» **What you have to do**: Filter the records below for the word "black". Copy each line that holds it.

» **Exercise inputs**:
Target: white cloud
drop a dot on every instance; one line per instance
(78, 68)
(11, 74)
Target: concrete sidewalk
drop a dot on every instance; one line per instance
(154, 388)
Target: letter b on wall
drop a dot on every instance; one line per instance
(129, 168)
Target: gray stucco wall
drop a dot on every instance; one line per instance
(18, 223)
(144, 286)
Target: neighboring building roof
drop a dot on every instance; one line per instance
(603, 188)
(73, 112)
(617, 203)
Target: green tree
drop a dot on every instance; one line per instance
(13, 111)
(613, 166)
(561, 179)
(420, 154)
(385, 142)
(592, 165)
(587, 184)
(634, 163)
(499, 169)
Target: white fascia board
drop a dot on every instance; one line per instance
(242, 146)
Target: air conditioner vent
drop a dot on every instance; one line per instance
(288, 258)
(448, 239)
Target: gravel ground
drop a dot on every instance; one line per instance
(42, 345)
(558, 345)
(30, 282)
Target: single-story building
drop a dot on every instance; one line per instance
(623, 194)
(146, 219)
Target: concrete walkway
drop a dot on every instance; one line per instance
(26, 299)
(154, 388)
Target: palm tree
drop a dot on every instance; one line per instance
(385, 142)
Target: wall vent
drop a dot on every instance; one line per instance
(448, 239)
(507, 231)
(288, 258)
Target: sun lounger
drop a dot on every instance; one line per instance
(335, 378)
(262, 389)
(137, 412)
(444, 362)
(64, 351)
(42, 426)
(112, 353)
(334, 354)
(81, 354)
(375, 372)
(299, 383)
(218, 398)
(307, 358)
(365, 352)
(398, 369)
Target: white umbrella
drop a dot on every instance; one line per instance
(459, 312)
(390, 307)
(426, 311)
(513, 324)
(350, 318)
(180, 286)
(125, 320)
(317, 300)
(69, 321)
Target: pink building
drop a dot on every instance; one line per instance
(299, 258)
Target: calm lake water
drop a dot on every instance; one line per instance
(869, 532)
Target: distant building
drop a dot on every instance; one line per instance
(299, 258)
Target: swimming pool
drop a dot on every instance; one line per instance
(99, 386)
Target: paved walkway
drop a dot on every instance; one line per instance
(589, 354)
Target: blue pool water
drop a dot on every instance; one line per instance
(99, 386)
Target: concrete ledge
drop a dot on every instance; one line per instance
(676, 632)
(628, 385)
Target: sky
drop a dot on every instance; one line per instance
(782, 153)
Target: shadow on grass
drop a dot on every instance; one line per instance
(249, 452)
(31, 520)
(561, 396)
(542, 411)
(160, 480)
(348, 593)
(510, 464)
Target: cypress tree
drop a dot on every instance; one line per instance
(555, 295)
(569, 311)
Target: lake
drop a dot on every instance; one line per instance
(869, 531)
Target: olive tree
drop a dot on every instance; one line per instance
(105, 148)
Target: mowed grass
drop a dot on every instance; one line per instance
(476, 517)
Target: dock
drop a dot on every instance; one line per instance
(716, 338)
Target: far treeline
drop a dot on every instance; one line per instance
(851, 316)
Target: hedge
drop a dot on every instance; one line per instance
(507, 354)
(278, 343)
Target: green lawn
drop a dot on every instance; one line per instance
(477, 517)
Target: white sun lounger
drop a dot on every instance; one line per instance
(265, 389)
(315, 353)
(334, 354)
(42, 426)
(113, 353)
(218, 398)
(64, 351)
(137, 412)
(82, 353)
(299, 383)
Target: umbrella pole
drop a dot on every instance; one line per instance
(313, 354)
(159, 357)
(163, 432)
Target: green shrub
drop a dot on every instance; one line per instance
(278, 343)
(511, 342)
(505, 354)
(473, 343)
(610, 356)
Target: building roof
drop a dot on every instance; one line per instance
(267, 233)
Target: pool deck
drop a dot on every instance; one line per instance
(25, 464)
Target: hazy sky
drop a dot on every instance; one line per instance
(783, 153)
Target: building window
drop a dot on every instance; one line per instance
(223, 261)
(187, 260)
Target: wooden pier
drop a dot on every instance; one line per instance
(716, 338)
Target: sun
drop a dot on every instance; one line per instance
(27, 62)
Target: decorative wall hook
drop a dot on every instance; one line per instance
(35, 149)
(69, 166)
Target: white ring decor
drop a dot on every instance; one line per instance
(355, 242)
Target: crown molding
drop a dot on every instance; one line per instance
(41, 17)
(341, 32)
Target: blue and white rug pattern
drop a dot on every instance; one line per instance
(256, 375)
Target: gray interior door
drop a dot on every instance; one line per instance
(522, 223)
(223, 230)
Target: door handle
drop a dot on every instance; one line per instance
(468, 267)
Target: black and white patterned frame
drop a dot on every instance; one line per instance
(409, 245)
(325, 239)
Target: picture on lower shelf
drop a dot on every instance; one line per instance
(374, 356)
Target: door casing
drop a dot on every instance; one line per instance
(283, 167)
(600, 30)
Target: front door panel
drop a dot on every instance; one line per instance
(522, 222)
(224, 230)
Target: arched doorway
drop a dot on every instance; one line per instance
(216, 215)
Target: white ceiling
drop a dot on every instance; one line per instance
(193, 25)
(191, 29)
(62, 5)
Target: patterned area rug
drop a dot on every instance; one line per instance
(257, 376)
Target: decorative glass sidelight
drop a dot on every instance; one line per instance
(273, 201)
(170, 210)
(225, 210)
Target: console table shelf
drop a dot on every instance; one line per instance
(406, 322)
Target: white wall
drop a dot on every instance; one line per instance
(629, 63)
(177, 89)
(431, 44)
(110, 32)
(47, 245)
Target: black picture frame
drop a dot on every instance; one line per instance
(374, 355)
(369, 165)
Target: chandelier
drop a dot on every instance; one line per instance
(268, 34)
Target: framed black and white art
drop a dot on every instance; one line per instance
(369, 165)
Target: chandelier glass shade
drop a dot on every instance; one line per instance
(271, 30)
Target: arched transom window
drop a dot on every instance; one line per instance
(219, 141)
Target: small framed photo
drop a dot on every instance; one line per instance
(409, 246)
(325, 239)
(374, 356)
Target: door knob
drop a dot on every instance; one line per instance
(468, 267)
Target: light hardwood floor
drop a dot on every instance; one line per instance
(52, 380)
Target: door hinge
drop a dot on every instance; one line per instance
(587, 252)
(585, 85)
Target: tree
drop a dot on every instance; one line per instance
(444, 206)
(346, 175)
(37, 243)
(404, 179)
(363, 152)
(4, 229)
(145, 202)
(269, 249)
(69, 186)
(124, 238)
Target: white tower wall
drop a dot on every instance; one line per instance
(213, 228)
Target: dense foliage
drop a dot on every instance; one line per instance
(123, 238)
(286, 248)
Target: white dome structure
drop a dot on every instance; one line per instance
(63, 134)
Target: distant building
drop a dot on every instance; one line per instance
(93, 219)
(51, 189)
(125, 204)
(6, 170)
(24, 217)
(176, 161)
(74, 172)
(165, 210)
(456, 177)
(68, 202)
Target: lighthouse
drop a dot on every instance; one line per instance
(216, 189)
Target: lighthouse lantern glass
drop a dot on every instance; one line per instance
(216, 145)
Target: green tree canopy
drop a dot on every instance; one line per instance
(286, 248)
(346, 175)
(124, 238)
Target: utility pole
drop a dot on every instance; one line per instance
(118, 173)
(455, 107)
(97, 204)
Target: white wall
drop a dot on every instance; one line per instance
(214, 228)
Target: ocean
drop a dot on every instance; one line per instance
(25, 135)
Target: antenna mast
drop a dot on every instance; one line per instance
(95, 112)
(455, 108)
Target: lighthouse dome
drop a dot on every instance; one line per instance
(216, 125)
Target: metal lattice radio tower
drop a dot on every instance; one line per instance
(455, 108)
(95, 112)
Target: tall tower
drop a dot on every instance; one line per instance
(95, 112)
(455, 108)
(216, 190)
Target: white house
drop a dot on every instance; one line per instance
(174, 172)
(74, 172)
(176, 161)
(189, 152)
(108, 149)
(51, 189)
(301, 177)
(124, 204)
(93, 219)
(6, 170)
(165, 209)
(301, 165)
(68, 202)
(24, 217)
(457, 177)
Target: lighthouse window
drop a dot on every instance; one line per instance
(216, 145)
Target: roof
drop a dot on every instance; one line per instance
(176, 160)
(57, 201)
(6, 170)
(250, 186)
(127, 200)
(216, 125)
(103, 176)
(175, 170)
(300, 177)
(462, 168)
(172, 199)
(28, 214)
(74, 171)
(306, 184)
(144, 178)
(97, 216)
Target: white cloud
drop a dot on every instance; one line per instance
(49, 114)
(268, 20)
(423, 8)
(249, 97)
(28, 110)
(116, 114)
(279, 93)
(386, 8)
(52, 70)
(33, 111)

---

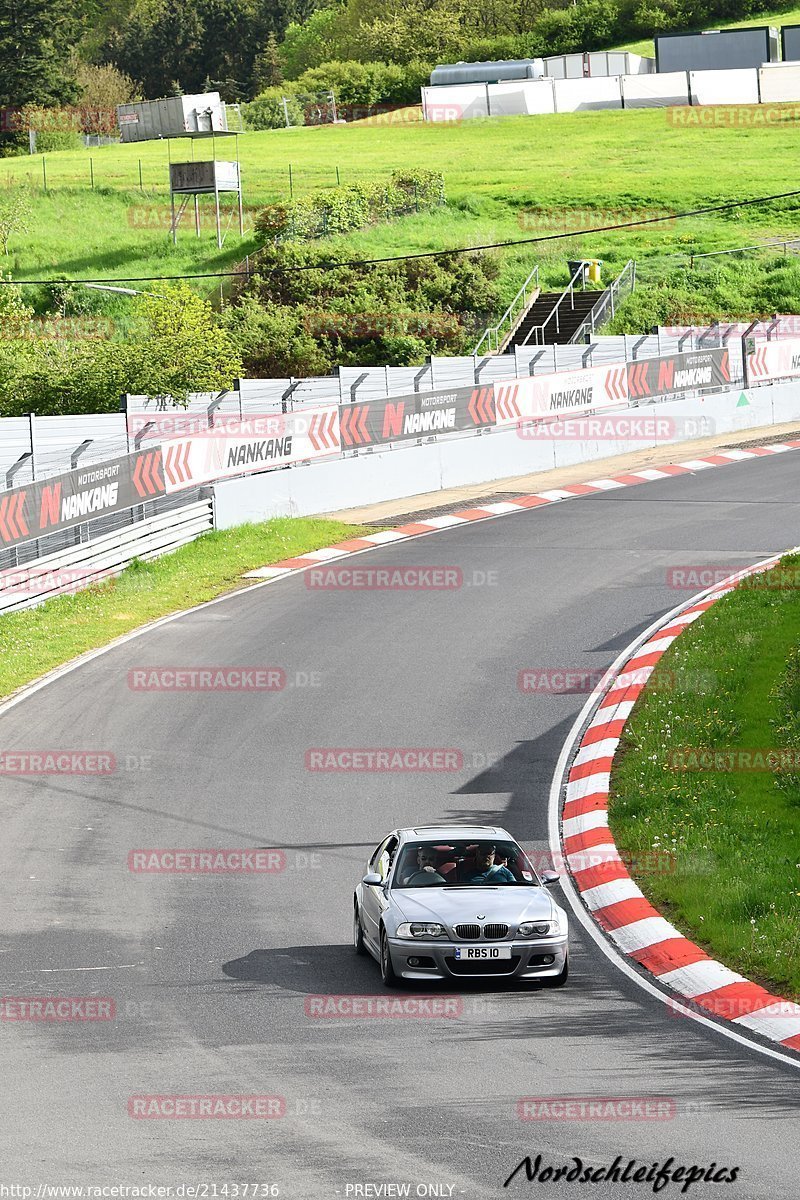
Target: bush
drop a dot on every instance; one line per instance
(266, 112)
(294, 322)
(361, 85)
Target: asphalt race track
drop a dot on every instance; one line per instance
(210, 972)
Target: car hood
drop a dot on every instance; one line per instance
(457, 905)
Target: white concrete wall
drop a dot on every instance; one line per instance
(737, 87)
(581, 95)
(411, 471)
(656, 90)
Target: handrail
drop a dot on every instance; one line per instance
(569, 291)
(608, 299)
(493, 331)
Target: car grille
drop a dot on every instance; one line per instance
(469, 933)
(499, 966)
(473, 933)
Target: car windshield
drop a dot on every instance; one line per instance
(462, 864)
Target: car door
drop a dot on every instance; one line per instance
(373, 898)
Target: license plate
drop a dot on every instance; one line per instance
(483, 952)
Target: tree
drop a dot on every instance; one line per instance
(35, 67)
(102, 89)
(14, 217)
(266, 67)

» **Result below**:
Target: black and white patterned frame
Target: black picture frame
Target: framed black and white art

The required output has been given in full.